(PROVIDED RECORDS)
※ ※ ※
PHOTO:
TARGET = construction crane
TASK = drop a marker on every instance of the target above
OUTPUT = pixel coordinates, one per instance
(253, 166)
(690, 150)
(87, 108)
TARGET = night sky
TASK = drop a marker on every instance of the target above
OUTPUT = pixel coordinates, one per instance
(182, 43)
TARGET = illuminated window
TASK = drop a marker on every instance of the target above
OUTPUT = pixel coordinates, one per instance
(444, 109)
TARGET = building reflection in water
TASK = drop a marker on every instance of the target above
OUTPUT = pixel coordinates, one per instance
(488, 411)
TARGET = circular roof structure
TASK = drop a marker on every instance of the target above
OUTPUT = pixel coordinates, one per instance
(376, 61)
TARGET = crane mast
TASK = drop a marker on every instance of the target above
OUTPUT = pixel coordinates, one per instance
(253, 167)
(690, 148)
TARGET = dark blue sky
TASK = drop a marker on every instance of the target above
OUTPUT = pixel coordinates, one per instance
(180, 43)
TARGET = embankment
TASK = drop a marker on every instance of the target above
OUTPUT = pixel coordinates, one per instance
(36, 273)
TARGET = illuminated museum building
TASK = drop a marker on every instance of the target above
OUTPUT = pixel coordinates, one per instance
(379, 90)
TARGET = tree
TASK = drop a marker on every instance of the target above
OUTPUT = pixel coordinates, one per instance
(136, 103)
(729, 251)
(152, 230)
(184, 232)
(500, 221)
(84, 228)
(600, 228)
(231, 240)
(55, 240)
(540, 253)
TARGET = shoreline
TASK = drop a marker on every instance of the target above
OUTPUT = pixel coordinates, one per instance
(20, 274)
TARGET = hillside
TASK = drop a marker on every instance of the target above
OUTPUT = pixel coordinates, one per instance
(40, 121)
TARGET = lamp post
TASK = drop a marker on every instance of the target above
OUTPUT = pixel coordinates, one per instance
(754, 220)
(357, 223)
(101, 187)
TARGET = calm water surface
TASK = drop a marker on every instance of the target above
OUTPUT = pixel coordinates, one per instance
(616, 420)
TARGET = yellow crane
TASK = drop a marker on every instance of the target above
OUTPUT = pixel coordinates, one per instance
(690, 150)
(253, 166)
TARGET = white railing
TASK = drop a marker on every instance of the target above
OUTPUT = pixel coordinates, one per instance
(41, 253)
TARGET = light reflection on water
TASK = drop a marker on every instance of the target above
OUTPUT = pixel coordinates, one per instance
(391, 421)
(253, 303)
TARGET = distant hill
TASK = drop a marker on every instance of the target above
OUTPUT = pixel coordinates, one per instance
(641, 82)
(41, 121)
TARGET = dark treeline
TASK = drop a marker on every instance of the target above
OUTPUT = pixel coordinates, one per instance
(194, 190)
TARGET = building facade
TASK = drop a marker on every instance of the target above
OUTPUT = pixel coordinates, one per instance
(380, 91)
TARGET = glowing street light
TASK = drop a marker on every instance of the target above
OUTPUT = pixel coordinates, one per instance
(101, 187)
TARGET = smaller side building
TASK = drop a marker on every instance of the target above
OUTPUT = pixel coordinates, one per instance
※ ※ ※
Pull out each line of the listing that holds the string "building".

(EXERCISE OUTPUT)
TARGET = building reflection in water
TARGET = illuminated museum building
TARGET = building facade
TARGET = smaller side building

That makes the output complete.